TEXTO PROPORCIONADO —
....................

Cuando salgo, siento cariño y cercanía. Las puertas de las casas abiertas de par en par, una invitación, un té, un paseo. He disfrutado mucho del barrio, de la sencillez de los encuentros, de las amistades, sobre todo en Same, donde a pesar de las diferencias, no nos hemos agobiado tanto por los problemas de los demás como cuando vivíamos en Karatu. Allí sentimos mucha carga, personal, de conciencia, por los problemas que muchos querían hacer nuestros. Ese conocido sentimiento de dólar con patas se acentuó hasta que pusimos el cartel de “no hay dinero”. Implicarse mucho en una comunidad tiene también estas cosas, a veces es parte de la amistad, otras eres simplemente la persona-blanca-con-dinero.
Prisioneras en casa
En los paseos he disfrutado de paisajes espectaculares, montañosos, verdes, un campo cambiante, pasando del campo seco al verde. He podido conocer bosques, costa, interior, parques nacionales, una riqueza inacabable, indescriptible. La riqueza y variedad de este país deja boquiabierto. Los colores del día, de la noche, la luz de la luna en la oscuridad, las estrellas. La luz es diferente, muy viva, intensa, y a menudo los atardeceres son para enmarcar. Líneas que vienen y van, naranjas, nubes que se balancean, nunca he visto nada igual.
He conocido de cerca a alguna de esas menores que viven encerradas en las casas; vienen del pueblo a trabajar con familiares o miembros de su comunidad pensando en una vida en la ciudad plena, diferente, y se encuentran con un encierro, una vida atada a una casa, al cuidado de los que la habitan, una juventud perdida, niñas convertidas en mujeres antes de tiempo, antes de haber podido ser niñas. Es un desastre, una enorme miseria.

....................

DATOS EXTRAÍDOS —
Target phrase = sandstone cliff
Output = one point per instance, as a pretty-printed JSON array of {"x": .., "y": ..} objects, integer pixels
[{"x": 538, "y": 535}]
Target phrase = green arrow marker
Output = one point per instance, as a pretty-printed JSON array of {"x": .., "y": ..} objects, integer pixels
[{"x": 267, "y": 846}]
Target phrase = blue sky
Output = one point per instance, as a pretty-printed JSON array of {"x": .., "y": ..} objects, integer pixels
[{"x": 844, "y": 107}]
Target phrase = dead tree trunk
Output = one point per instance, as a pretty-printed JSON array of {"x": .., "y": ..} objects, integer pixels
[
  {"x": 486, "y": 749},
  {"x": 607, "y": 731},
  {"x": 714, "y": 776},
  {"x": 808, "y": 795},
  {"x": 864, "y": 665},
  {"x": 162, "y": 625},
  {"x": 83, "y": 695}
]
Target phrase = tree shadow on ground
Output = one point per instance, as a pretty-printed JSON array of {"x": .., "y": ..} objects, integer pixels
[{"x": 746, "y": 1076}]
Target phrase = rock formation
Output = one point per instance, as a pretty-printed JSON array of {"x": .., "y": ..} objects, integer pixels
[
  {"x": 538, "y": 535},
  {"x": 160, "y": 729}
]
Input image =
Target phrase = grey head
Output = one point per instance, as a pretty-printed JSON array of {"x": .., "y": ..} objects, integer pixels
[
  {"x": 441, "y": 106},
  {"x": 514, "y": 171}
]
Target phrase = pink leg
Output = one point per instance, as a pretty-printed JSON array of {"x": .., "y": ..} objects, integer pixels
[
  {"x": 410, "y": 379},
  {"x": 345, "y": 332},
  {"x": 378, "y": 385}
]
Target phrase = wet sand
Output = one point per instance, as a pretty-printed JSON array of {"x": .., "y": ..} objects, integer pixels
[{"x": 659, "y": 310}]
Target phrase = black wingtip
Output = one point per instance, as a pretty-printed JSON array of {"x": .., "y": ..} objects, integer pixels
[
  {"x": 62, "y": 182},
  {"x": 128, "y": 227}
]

....................

PROBLEMA A RESOLVER — Continúe el relato sobre la vida en Same y Karatu a partir de su última frase.

RESPUESTA DEL EJERCICIO —
He vivido de cerca la muerte de amigos y conocidos que nos han dejado por la enfermedad, al menos recuerdo a cinco, todos por el VIH, la enfermedad invisible que sigue matando en África. Han sido golpes de realidad fuertes, directos. A uno lo vi morir escondido de la vida, esquinado, sin querer salir, presa de su auto-exclusión y la de los demás. Cuando quiso vivir, era tarde, ya había muerto en vida, sólo era un saco de huesos.
He compartido tiempo junto a algunas tanzanas radicales, comprometidas, activistas con mayúsculas, aquellas personas que arriesgan su propia vida, y otras que me han conmovido por su sencillez y radicalidad. He encontrado muchos ejemplos de estos, heroínas cotidianas.
Los niños y niñas de la calle, grises, paseando en pandillas, son para mí el signo de la impotencia, de la pobreza extrema, de nuestra pérdida de identidad como personas. Es uno de los signos más sangrantes que he conocido como forma de vulneración de todo derecho. Están, pero nadie les ve, son parte de las calles, se les trata como un objeto más, pero alegres y muy cercanos. Les tengo profunda admiración por decidir dejarlo todo y querer iniciar una vida nueva, por arriesgarse tanto. Les admiro porque dan un ejemplo de supervivencia extrema, una lección a quienes, como yo, lo tenemos todo.